---- DATA EXCERPTS
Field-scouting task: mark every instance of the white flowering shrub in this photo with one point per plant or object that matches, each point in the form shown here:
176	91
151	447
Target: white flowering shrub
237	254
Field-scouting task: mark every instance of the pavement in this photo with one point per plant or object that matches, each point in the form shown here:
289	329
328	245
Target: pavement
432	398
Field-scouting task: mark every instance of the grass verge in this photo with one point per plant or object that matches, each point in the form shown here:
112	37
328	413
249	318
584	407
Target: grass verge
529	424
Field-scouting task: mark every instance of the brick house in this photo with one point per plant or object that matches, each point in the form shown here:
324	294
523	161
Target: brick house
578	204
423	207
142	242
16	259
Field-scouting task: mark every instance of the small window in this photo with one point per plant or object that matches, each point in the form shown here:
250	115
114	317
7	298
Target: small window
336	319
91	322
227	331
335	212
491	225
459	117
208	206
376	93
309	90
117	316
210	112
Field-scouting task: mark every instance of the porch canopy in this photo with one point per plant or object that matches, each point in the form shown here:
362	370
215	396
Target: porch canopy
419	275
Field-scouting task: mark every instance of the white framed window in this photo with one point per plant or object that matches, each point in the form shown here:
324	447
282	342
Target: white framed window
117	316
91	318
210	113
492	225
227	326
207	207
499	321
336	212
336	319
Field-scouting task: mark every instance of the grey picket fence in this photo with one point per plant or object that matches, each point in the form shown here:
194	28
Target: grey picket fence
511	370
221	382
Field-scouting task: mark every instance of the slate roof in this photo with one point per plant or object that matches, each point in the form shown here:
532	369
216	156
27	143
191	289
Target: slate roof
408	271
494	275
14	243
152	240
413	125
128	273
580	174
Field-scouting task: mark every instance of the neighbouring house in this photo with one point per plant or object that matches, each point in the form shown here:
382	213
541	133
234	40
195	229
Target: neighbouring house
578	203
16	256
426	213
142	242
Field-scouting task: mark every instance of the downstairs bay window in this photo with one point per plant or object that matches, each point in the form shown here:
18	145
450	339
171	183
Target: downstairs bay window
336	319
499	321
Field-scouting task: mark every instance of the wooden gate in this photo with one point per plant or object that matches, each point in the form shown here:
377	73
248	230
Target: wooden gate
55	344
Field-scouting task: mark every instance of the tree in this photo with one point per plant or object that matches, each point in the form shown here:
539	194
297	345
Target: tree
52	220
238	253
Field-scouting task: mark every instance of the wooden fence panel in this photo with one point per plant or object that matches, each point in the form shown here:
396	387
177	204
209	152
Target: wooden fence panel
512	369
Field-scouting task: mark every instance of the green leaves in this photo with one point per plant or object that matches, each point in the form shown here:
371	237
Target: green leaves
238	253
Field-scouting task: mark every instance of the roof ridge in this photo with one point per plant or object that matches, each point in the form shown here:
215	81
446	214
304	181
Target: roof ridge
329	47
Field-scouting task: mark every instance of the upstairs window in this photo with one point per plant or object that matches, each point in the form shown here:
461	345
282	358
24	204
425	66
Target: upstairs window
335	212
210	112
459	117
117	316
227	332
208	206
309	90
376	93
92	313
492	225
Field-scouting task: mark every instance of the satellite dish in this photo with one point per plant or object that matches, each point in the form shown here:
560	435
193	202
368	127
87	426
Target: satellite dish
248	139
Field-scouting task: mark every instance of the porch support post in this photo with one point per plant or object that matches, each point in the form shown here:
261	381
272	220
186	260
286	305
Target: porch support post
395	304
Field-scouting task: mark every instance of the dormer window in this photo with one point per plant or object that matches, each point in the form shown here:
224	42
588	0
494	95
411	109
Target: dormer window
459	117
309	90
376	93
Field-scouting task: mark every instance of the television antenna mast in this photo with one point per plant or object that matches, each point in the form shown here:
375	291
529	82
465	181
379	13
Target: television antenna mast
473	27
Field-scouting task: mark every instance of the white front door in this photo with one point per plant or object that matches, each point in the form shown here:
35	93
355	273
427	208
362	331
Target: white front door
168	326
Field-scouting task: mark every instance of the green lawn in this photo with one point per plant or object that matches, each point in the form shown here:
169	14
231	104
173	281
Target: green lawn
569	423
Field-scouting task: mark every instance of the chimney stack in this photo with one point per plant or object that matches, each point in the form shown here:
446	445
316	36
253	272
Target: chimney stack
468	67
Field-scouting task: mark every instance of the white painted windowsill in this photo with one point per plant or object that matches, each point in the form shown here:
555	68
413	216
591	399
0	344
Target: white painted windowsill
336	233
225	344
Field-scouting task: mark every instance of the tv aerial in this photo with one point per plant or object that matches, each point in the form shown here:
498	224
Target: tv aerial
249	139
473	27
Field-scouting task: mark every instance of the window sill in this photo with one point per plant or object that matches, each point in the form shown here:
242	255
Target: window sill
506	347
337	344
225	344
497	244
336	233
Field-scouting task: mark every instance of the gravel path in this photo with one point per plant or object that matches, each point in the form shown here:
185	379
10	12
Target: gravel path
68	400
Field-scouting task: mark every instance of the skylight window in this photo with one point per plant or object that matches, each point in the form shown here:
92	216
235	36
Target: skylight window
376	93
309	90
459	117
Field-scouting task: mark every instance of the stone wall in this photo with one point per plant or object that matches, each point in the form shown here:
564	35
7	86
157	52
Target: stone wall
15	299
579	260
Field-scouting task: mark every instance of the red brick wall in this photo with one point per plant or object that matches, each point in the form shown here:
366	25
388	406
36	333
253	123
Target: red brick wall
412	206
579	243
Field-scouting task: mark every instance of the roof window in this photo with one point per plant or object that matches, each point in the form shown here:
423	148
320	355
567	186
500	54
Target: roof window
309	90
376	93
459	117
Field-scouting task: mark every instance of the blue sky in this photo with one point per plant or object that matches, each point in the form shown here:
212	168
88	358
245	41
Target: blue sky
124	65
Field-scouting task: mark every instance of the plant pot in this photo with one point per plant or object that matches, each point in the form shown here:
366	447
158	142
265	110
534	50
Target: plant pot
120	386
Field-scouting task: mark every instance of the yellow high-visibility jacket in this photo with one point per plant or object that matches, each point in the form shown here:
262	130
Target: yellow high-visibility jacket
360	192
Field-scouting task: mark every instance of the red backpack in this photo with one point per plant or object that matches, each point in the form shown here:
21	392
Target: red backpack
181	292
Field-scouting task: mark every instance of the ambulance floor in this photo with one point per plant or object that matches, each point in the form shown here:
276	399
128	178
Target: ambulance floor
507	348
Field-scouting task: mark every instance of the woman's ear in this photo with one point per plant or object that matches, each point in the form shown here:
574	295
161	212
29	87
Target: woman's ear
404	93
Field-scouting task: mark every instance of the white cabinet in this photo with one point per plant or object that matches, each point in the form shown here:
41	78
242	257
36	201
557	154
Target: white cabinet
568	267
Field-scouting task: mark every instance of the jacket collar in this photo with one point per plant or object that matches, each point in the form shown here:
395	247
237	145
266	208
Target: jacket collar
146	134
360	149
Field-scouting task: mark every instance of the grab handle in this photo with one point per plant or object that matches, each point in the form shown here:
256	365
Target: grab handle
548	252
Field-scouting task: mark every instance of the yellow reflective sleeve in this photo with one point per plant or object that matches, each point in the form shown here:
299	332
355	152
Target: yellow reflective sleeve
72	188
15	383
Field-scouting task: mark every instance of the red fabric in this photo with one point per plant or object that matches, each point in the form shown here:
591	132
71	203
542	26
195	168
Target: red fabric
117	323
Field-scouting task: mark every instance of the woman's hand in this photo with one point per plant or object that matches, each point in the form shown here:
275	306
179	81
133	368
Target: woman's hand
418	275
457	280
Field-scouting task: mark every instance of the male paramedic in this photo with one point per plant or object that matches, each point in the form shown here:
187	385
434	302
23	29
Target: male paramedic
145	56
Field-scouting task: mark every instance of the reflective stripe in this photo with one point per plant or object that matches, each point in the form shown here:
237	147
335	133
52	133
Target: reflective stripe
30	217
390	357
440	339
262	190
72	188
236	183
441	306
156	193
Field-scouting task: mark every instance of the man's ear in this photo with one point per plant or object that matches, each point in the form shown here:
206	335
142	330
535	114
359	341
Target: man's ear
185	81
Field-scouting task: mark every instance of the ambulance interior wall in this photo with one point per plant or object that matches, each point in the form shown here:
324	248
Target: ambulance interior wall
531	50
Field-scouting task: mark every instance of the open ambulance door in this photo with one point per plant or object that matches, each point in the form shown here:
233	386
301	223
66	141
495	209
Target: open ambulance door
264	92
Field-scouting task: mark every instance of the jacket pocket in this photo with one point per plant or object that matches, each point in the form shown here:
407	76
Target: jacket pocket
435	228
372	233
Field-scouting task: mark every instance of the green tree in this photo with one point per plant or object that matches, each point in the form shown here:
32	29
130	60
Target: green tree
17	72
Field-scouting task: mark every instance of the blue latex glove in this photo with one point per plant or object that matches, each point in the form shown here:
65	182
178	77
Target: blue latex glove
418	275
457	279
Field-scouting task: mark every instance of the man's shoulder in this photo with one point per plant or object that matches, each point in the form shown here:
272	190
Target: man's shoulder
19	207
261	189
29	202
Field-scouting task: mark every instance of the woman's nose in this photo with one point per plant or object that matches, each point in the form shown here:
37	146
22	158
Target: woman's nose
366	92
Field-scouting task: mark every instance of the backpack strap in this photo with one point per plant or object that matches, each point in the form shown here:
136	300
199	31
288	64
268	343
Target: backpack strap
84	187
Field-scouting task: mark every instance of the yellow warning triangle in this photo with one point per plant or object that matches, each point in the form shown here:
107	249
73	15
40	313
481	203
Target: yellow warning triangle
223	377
--------
- **EXERCISE GOAL**:
Repeat, word for word, the lines from the start of the records to the line that contains "Field-scouting task: mark every instance of the grass", both of them included, and no others.

- **TASK OUTPUT**:
Field-scouting task: mark every instance of the white flowering shrub in this photo with one point per plant or object that matches, each point in the form shown here:
176	91
151	447
Target: white flowering shrub
237	254
Field-scouting task: mark every instance of the pavement in this photo with one point per plant or object that matches, each point in the form shown here:
289	329
328	245
Target: pavement
432	398
Field-scouting task: mark every instance of the grass verge in this photo with one point per plant or object that matches, each point in the form shown here:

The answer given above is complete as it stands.